→ PROMPT 1:
Write out the Harmonia transcript excerpt word for word, from "Gene expression was" down to "687, SD = 41).".
→ PROMPT 2:
Summarize the Harmonia transcript excerpt in three sentences.
→ PROMPT 3:
List every enzyme that the Harmonia transcript excerpt names.

→ TEXT EXCERPT:
--- START ---

A complement of immune-related genes were discovered as well. These include a single member of the Attacins and Coleoptericins, two TLR-like genes, seven Group 1, and 34 Group 2 C-type lectin Receptors (CLRs). Two CARD-containing Cytoplasmic pattern recognition receptor (CRR) genes were discovered, as were 3 MAP kinase containing transcripts. Finally, 119 RIG-I-like receptors (RLR) were found.
The focused search for genes previously implicated in phenotypic polymorphism (Martin & Orgogozo, 2013a; Martin & Orgogozo, 2013b) identified 483 Harmonia transcripts, corresponding to 65 distinct loci (Table S1). These loci include the transcription factors bab1, Distal-less, Optix, enzymes BCMO1, ebony, yellow, and transporters ABCC2, SLC24A5, and TPCN2, all related to color and color patterning. These genes, and the others identified in Table S1 to are likely to provide fodder for future research.
Gene expression was estimated for each transcript for both adult and larva (Fig. 2, data available here: https://goo.gl/wM3TV7). For all transcripts expressed in the adult, the mean TPM = 29.7 (max = 80,016.9, SD = 500.8) while the mean larval TPM = 29.71 (max = 166,264, SD = 941). When analyzing transcripts found uniquely in these two tissues, mean adult TMP = 9.9 (max = 3,037, SD = 86) and for larva TPM = 8.6 (max = 687, SD = 41).

--- END ---

→ DATA LISTING:

--- START ---

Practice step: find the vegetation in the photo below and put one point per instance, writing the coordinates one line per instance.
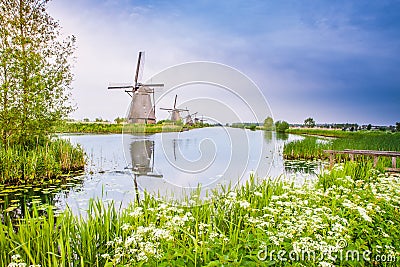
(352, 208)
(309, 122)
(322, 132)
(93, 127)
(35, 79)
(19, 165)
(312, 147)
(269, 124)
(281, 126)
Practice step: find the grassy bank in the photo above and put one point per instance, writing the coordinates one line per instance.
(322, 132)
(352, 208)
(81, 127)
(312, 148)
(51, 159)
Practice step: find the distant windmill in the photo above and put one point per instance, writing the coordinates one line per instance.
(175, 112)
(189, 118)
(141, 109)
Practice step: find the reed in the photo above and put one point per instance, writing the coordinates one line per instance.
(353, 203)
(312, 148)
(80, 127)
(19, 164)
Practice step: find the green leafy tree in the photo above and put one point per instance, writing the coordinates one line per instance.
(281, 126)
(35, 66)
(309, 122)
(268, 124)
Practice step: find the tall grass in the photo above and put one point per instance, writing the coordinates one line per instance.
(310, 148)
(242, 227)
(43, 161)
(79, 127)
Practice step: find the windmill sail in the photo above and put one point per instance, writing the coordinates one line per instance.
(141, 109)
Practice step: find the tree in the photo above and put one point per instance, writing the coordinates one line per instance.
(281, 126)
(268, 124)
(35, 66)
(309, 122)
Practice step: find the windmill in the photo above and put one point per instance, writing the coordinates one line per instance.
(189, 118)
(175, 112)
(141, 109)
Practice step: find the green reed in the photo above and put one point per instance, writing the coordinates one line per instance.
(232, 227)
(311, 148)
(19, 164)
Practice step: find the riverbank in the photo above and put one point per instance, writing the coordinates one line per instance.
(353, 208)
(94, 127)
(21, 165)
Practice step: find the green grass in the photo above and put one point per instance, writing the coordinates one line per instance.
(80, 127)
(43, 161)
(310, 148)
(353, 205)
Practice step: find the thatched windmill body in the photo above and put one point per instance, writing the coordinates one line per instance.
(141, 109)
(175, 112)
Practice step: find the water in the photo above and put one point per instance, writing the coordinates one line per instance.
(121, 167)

--- END ---
--- START ---

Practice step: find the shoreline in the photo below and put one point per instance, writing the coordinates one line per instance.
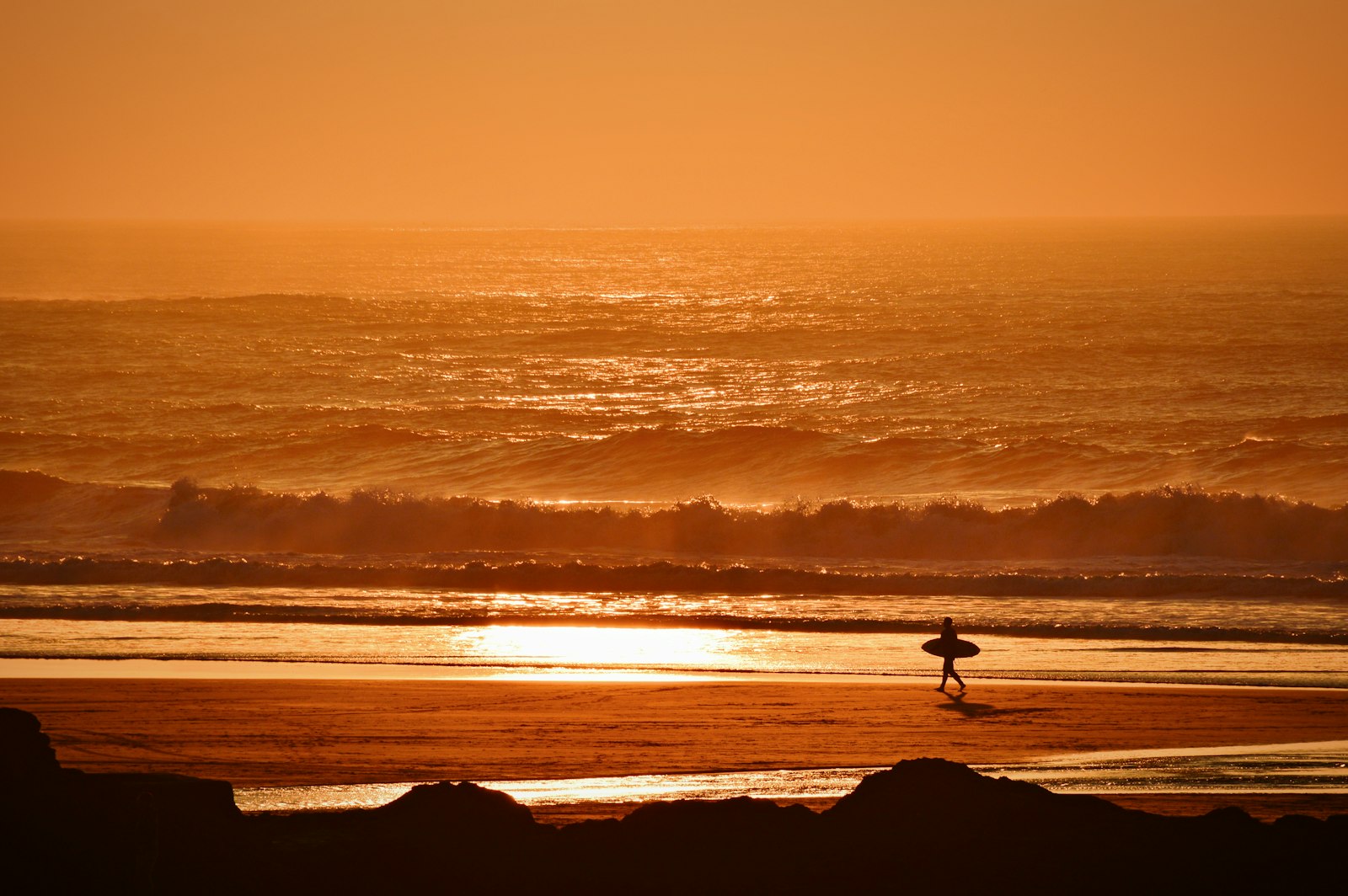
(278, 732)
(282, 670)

--- END ---
--- START ---

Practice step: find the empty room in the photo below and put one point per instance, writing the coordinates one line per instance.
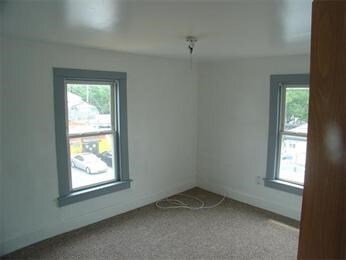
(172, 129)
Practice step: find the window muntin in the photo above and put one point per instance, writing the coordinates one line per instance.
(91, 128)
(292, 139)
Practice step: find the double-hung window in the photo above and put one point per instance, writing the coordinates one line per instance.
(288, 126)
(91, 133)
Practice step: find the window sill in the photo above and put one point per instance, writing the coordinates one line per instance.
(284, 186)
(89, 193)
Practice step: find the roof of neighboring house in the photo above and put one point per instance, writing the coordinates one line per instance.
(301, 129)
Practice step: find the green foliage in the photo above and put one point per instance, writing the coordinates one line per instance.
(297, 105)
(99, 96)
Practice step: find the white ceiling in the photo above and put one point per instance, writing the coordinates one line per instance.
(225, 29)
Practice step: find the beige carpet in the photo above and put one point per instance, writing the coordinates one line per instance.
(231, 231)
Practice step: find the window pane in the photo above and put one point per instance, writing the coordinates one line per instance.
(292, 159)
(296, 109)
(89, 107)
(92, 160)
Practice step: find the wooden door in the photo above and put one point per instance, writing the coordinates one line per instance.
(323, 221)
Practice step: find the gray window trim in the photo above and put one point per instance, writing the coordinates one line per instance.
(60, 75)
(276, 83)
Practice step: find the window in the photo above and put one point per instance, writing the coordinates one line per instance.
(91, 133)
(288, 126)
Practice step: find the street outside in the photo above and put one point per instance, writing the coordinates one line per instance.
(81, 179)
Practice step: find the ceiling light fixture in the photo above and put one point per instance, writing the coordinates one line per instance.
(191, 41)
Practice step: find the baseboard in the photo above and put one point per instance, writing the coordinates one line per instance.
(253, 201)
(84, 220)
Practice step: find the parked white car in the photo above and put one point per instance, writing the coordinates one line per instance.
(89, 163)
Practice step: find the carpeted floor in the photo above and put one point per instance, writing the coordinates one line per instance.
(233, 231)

--- END ---

→ TASK SOLUTION 1:
Gene expression was estimated for each transcript for both adult and larva (Fig. 2, data available here: https://goo.gl/wM3TV7). For all transcripts expressed in the adult, the mean TPM = 29.7 (max = 80,016.9, SD = 500.8) while the mean larval TPM = 29.71 (max = 166,264, SD = 941). When analyzing transcripts found uniquely in these two tissues, mean adult TMP = 9.9 (max = 3,037, SD = 86) and for larva TPM = 8.6 (max = 687, SD = 41).

→ TASK SOLUTION 2:
Immune-related genes were discovered, including single Attacin and Coleoptericin members, two TLR-like genes, C-type lectin receptors, two CARD-containing CRR genes, 3 MAP kinase containing transcripts and 119 RIG-I-like receptors. A focused search for genes previously implicated in phenotypic polymorphism identified 483 Harmonia transcripts corresponding to 65 distinct loci, including transcription factors, enzymes and transporters related to color and color patterning. Gene expression was estimated for each transcript in both adult and larva, with a mean TPM of 29.7 in the adult and 29.71 in the larva.

→ TASK SOLUTION 3:
- BCMO1
- ebony
- yellow